Extract each line of the listing below that contains the string "JSON". Matching is case-sensitive.

[Begin Dataset records]

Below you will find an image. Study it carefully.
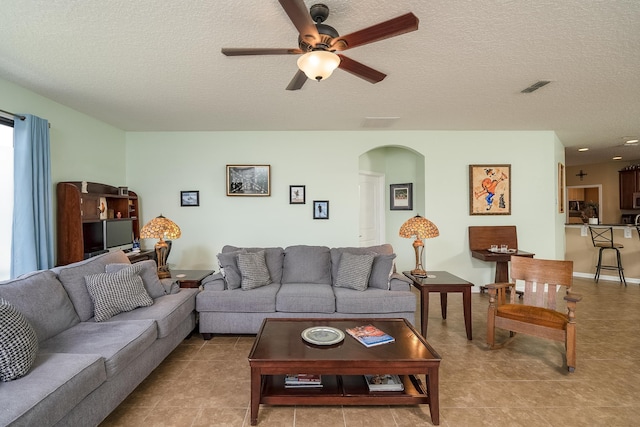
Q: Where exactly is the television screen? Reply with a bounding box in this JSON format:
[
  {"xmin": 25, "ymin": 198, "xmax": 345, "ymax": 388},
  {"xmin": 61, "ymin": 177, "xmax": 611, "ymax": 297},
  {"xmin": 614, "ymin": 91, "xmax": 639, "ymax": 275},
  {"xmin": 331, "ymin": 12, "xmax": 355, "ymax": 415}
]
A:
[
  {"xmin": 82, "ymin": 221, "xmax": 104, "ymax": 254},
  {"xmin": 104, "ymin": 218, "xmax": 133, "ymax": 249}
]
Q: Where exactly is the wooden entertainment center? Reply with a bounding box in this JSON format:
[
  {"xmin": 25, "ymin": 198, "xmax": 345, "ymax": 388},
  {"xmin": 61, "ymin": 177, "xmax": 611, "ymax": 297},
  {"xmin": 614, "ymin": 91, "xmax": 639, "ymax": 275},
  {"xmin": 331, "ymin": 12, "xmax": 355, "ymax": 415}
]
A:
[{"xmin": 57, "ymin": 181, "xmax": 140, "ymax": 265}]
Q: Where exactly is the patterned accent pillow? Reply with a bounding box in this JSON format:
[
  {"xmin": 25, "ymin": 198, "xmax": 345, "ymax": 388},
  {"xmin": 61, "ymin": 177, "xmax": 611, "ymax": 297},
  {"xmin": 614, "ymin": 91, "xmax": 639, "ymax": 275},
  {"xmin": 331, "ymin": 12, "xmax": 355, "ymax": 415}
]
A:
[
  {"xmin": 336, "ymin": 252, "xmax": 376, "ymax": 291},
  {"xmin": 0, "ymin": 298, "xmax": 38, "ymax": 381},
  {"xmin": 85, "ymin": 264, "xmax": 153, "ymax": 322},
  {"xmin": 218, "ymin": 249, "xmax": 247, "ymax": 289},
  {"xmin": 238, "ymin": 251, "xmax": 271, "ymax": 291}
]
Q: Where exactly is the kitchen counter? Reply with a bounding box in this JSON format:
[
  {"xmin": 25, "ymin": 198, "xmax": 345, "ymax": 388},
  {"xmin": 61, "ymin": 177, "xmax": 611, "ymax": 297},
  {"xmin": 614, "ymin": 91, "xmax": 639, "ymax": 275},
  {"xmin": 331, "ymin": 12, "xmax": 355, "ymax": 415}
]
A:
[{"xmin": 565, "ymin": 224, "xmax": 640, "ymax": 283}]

[End Dataset records]
[Begin Dataset records]

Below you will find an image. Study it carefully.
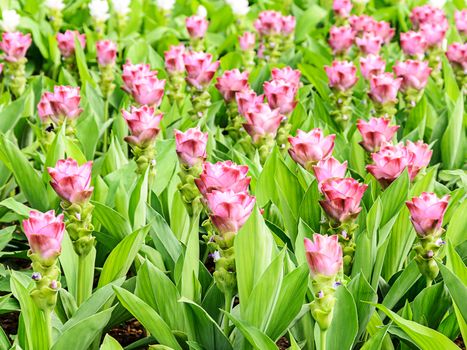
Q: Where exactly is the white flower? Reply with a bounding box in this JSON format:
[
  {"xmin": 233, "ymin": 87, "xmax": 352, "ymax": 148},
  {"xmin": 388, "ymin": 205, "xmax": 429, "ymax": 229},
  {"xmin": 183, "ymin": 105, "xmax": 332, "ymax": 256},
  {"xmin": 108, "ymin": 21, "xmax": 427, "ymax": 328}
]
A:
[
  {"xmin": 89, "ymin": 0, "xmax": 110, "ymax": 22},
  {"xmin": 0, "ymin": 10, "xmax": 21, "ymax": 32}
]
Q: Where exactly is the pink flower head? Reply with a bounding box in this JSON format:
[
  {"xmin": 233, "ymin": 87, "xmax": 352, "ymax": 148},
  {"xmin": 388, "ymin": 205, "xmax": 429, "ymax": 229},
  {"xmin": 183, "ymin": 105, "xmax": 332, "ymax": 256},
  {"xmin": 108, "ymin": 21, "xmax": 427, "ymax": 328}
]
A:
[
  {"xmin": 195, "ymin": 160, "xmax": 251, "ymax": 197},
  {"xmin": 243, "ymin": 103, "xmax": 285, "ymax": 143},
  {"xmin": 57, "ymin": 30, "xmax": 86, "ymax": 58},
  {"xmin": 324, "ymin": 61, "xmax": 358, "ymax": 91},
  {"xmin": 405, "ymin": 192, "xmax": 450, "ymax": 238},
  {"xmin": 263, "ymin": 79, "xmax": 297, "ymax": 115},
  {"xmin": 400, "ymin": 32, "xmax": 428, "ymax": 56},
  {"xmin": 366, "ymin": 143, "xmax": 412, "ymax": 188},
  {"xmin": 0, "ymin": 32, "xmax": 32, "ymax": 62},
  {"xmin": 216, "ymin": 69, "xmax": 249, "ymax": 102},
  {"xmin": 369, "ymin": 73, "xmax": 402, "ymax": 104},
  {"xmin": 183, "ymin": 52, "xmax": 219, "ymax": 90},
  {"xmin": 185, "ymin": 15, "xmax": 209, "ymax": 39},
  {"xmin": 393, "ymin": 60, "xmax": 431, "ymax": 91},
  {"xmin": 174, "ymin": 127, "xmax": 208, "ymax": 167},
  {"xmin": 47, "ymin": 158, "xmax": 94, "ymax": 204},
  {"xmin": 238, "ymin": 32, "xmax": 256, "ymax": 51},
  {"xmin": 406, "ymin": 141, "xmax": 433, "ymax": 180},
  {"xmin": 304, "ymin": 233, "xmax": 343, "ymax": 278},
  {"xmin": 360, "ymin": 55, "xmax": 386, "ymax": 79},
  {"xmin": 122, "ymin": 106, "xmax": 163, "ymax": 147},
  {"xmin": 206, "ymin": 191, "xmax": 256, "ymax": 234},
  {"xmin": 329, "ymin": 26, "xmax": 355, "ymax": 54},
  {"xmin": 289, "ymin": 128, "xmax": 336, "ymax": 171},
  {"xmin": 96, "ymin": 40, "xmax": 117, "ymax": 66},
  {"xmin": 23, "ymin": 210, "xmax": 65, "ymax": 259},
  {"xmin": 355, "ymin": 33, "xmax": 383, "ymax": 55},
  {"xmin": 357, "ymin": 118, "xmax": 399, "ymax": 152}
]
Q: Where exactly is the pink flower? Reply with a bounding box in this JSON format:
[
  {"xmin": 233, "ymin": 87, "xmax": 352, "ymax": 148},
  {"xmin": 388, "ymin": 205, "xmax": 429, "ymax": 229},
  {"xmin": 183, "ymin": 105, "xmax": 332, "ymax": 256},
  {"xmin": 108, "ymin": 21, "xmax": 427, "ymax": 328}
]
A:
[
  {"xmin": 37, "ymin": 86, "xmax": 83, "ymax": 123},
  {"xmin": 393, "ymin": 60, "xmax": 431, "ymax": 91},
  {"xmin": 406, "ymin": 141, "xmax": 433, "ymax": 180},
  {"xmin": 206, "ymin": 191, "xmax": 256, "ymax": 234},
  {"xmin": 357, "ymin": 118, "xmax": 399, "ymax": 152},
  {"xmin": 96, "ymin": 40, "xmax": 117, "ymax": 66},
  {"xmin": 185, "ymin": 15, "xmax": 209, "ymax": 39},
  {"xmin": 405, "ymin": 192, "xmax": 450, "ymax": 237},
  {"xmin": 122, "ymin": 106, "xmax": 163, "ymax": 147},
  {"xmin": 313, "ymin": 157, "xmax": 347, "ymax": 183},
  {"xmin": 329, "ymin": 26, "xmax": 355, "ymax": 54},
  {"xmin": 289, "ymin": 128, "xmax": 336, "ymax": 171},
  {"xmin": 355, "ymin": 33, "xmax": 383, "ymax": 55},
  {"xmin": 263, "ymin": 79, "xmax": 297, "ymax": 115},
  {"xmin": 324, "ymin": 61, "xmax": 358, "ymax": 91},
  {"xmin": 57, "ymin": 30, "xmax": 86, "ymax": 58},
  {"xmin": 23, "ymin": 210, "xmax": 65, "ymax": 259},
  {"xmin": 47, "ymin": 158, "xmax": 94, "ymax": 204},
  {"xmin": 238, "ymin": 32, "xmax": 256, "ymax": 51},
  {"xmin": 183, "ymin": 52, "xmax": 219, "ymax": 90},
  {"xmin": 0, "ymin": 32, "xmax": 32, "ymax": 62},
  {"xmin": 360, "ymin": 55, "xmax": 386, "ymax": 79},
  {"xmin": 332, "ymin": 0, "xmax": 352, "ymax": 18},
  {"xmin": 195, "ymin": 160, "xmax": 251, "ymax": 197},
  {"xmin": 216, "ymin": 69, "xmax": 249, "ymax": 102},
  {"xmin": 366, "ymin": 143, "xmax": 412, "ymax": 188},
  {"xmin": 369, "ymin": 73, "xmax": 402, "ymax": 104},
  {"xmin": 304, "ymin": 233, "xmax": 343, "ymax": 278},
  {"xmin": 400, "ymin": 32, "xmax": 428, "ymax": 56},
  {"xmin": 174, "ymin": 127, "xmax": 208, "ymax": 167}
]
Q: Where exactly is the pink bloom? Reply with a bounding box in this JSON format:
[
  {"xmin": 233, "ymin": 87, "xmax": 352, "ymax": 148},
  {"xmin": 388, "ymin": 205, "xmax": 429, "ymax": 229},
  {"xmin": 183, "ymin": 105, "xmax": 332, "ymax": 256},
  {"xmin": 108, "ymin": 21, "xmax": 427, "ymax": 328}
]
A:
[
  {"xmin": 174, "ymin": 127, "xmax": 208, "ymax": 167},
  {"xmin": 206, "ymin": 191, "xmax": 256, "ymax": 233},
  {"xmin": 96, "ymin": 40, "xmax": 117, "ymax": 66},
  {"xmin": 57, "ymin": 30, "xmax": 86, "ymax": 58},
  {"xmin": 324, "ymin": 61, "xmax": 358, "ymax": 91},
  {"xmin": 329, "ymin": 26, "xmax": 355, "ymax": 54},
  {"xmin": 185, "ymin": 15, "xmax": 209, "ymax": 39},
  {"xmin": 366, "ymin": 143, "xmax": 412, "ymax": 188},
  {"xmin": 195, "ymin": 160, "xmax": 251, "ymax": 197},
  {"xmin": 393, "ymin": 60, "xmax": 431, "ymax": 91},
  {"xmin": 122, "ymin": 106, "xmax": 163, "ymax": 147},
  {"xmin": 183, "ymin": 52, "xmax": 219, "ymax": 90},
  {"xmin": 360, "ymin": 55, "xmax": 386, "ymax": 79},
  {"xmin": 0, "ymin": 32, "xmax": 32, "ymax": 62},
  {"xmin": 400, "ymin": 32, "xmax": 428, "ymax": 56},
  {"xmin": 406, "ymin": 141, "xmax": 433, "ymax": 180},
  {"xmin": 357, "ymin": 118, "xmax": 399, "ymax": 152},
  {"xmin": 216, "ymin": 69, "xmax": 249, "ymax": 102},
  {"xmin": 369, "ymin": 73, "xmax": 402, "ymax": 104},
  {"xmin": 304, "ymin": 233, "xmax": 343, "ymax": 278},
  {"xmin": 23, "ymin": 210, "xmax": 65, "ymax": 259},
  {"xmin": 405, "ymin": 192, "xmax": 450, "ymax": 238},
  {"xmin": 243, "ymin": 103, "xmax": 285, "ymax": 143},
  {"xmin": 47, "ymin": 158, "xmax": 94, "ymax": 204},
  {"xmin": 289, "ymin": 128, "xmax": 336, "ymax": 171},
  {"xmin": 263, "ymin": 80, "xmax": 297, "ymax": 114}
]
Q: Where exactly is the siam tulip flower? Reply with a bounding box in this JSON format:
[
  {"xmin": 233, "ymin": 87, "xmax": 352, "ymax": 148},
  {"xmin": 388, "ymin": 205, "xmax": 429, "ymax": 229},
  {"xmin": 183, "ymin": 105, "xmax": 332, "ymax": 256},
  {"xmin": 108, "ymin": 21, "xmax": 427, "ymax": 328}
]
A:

[End Dataset records]

Task result:
Q: Where exactly is the television screen? Reply with a bounding box in this JSON format:
Q: Where exactly is the wooden entertainment center? Reply with a bounding box in this JSON format:
Q: Where exactly is the patterned accent pillow? Reply with a bounding box in this JSON format:
Q: Where exactly is the kitchen counter? Reply with a bounding box in this JSON format:
Q: Where exactly is the white flower? Reply with a bounding box in this JSON format:
Q: Where exactly is the pink flower head? Reply with a bounding box in this JSON format:
Q: Where exactly is the pink flower? Reply with a bounding box in this JSON format:
Q: Where exactly is the pink bloom? Reply with a bounding box in this JSON format:
Q: Where exactly is the siam tulip flower? Reply with a bounding box in this JSON format:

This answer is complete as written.